■ **What to work on**
A picture-free, exact transcript of the entries below is required.

■ **Available records**
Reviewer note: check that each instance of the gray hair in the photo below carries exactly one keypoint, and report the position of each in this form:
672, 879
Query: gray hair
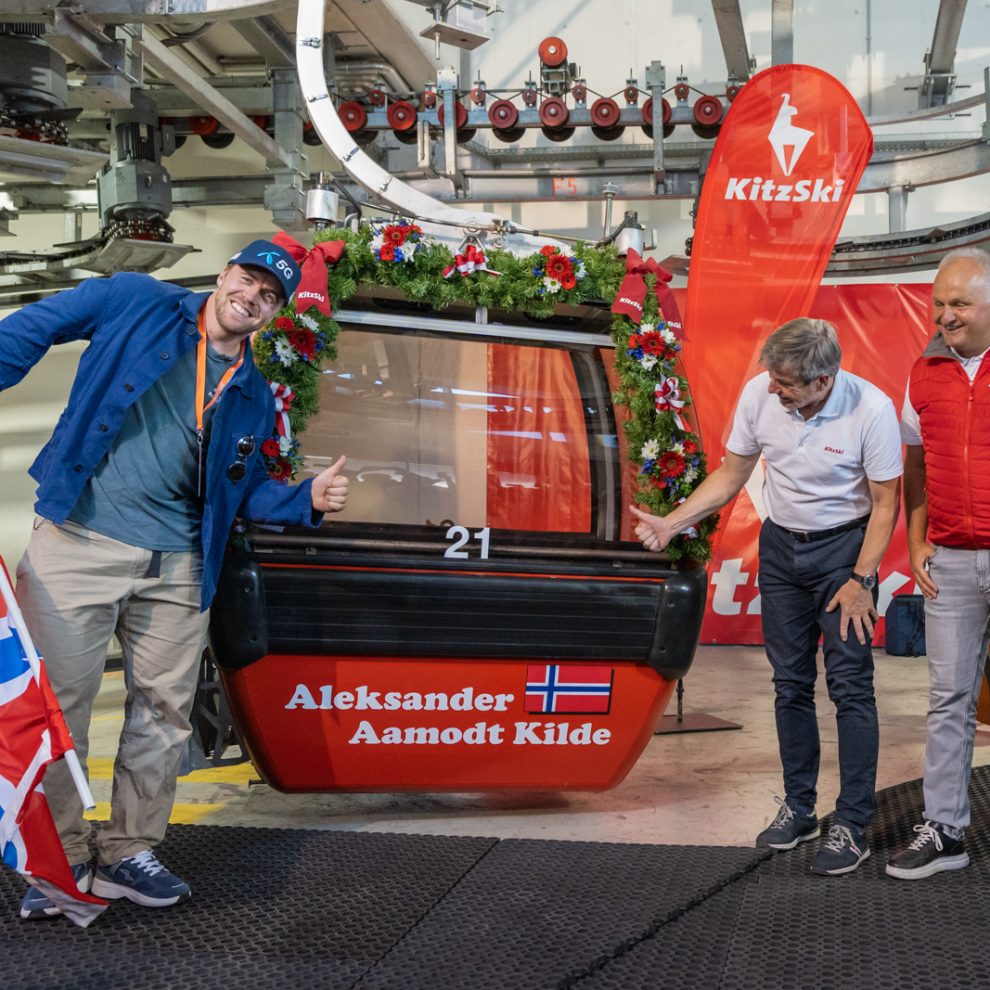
805, 347
978, 255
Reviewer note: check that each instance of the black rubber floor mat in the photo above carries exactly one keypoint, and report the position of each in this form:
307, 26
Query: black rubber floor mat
834, 934
271, 908
688, 953
539, 914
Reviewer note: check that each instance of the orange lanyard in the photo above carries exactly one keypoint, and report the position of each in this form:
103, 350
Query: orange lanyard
201, 389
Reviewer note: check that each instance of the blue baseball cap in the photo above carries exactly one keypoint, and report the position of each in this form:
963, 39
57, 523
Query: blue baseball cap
271, 258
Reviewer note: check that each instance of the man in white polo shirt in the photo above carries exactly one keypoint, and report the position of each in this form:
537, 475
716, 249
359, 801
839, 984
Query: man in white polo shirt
833, 465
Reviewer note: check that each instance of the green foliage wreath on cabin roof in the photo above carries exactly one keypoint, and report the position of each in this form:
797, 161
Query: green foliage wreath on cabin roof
661, 439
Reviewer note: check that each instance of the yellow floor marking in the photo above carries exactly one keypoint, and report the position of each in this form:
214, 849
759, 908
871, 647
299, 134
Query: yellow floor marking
182, 814
101, 768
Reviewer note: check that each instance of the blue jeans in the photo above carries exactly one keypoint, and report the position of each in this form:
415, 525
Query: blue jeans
956, 638
797, 581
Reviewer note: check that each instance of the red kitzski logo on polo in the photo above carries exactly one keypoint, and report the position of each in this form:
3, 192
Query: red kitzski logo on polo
788, 141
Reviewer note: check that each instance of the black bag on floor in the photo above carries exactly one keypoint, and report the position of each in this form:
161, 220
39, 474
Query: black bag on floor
905, 619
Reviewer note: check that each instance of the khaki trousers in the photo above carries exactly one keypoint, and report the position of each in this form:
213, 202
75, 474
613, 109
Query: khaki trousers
76, 589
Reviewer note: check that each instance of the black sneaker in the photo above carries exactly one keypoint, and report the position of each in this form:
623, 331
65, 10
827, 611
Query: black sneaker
142, 879
932, 851
842, 850
788, 829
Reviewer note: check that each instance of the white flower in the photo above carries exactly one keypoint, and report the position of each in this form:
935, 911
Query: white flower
285, 352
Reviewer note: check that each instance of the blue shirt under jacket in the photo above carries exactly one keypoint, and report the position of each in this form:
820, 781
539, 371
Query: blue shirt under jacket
138, 328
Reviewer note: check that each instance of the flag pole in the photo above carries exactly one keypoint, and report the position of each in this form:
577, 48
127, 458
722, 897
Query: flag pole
14, 614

■ **Answer space**
Reviewer note: check that each instance of the gray hair in the photo below carries exactly one keypoint, and report the position of each in this form:
672, 879
Query: gray hair
805, 347
978, 255
Reviewer note: check that each instance of the black rubber floor mat in the photo above carries exactly one keypoint, and report the position of each in this form:
307, 26
Query: black rubber floor mat
834, 934
271, 908
688, 953
539, 914
Reviewer note: check that each instance of the orange lanyard in the photo above carries exactly one keypoint, and report the position of each in this form:
103, 350
Query: orange lanyard
201, 389
Reviewer note: check that each instance of the blue baseball cap in the photo above carries exactly one keypoint, and report the position of each in this form:
963, 39
57, 523
Query: blue baseball cap
271, 258
Reviewer note: check that each instance of the man in white polo shirt in the photo above carries exactly one keypoint, and report the position of each in this form:
537, 475
716, 249
359, 801
839, 984
Query: man in white polo shirt
833, 465
Reviewer note: check that each instance of the green foliage wreath on cabin roof in the photo above carries exactly one keypoint, and report the position of each in this form:
797, 161
Query: green foliage wreath on cabin roof
661, 439
Reviewer note: check that each instance of the yellow floor marking in the photo above carries exactly one keypoint, and report the position of each in this form:
214, 849
759, 908
871, 647
299, 134
Query: yellow floor marking
182, 814
101, 768
Reviewer note: check that each instance of the blue jeans in the photo above carries exactly one keypoint, and report the position of each in this form:
415, 525
Query: blue jeans
956, 638
797, 581
Reviewer note: check that each instance of the red kitzski logo on polo in the photo above carries exactly one keypoint, and report the position of each in this form:
3, 192
Query: red kitzski logo on polo
788, 141
Reviewer note: check that each instance of the black bag on floor in the photo above carries exactly one keypoint, and report the position of each in this form:
161, 220
39, 474
Query: black bag on floor
905, 619
Reviewer note: check that each instance of the khaki trousers in the photo above carries exactly one keypoint, and report the position of each in this form:
213, 202
75, 474
613, 109
Query: khaki trousers
76, 589
Reviewer note: check that each instance of the black sneaker in the photo above carries exactly one keypoint, and report the position of each in this form:
623, 331
65, 10
827, 611
Query: black sneaker
142, 879
932, 851
842, 850
788, 829
Reviewer note: check that each instance of the white flower in the photo above carries exactly one keypoint, and report the position of each in this form:
935, 911
Query: white flower
285, 352
Reviewer note: check that each instance of the blue shirt under jacket in the photo above carries exactly one keypoint, and report the position of each in this form:
820, 781
539, 371
Query: blue shirt under jacket
138, 328
Reviewer note: check that each instance of the flag pole in the photo above carries exactly one keypoint, and report the position of each in this form:
577, 48
127, 458
722, 897
Query: flag pole
14, 614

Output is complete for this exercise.